Bu zatların etrafında bir yığın menfaatperest veya iman açısından zayıf kimselerin bulunmasını kim önleyebilir?  Peygamber efendimiz, “Benim ümmetimin en hayırlısı benimle beraber olanlardır. Sonra, sonra gelenler ve hakeza…” buyurmuş. O’nun etrafında bile münafıklar var olduğuna göre… Bu günleri siz düşünün! Onlardan birinin hatasıyla bir cemaati veya lideri kınamak insaflı olur mu?

Neden Eleştirilmemeli?

Bediuzzaman, Nur talebelerini (Kastamonu Lahikası, Ferd-i ferid bahsi) , diğer cemaatlerin liderlerini eleştirmemeleri hususunda sıkı sıkı tembih eder. “Çünkü bir yığın insan var ki o zatların ipi ile din dairesine girip bağlanmışlardır. Siz o ipi keserseniz, yani cemaat liderini eleştirip, bağlılarının gözünde küçültürseniz,  onun vasıtasıyla dine bağlanmış insanları dinden soğutursunuz, din bağlarını çözmüş olursunuz” der. Buna da hakkınız yoktur, çünkü bu fesattır. O insanların ahiretine zarar verirsiniz. Buna değer mi?

Mesela orada oturan üçüncü gazeteci İsmail Kapan Bey! O da tasavvuf edebi almış güzel bir insan. Tartışmadan son derece rahatsızdı ve bu yüzüne yansımıştı. Çünkü onun da mensup olduğu bir zat var ki silsileten ta Rasulullah’a ulaşır. Eğer Fatih Tezcan, kalkıp aynı şekilde onun bağlı olduğu zatı eleştirseydi, Nuh Gönül taş‘ın yaptığı kadar sert olmasa da, o da benzer bir duruş sergilerdi.  Öyleyse bir cemaat liderinin eleştirisi ile bir siyasetçinin eleştirisi aynı olmamalı. Eleştirisinde aynı dil kullanılmamalı. Tabii eğer, sizin o zatın hakkaniyetine bir inancınız varsa.
┄┄┄┄┄┄┄┄┄┄┄┄┄┄┄┄┄┄┄┄
* Yapılacaklar:
**a)** Cemaat liderlerinin eleştirilmesini konu alan metne göre Bediuzzaman, Nur talebelerini hangi konuda sıkı sıkı tembih eder?
**b)** Cemaat liderlerinin eleştirilmesini konu alan metnin “Bu zatların etrafında” ifadesinden başlayıp “insaflı olur mu?” ifadesine kadar olan kısmını, bu son ifade de dahil olmak üzere aynen yeniden yazın.

İşaret verilerinden alıntılar
┄┄┄┄┄┄┄┄┄┄┄┄┄┄┄┄┄┄┄┄
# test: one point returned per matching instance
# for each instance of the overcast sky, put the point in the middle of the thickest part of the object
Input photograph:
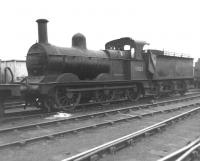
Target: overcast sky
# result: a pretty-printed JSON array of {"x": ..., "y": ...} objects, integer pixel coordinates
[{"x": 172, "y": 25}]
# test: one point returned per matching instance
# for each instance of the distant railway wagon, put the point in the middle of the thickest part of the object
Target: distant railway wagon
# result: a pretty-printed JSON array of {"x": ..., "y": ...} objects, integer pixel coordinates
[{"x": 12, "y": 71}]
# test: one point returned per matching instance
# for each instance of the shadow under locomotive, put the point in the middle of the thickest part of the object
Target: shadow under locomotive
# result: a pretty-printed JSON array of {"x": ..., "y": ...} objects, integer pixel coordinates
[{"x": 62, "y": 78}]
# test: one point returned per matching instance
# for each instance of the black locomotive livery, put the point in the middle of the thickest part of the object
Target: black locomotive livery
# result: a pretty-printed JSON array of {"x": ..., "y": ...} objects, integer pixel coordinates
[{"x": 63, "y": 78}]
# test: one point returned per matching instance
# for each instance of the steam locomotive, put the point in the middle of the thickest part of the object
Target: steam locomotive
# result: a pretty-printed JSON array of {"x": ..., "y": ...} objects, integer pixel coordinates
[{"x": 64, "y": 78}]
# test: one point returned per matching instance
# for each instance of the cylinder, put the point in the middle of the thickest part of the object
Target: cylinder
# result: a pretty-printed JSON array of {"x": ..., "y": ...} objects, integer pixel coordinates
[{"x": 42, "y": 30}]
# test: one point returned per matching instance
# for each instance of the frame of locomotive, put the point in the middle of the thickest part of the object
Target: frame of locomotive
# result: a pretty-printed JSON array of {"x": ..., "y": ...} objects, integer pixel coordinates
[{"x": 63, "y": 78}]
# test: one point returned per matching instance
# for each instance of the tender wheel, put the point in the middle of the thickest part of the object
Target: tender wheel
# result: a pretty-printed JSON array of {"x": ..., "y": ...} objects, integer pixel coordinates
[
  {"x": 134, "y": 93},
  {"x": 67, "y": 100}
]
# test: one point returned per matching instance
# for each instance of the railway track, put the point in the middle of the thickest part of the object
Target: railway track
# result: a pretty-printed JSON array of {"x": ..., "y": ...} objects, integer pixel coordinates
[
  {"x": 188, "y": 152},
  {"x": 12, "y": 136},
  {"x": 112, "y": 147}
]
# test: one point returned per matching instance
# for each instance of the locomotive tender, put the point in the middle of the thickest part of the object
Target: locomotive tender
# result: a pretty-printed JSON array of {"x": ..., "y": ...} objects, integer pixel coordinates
┄┄┄┄┄┄┄┄┄┄┄┄┄┄┄┄┄┄┄┄
* Görev yanıtları:
**a)** Diğer cemaatlerin liderlerini eleştirmemeleri konusunda tembih eder.

**b)**
Bu zatların etrafında bir yığın menfaatperest veya iman açısından zayıf kimselerin bulunmasını kim önleyebilir?  Peygamber efendimiz, “Benim ümmetimin en hayırlısı benimle beraber olanlardır. Sonra, sonra gelenler ve hakeza…” buyurmuş. O’nun etrafında bile münafıklar var olduğuna göre… Bu günleri siz düşünün! Onlardan birinin hatasıyla bir cemaati veya lideri kınamak insaflı olur mu?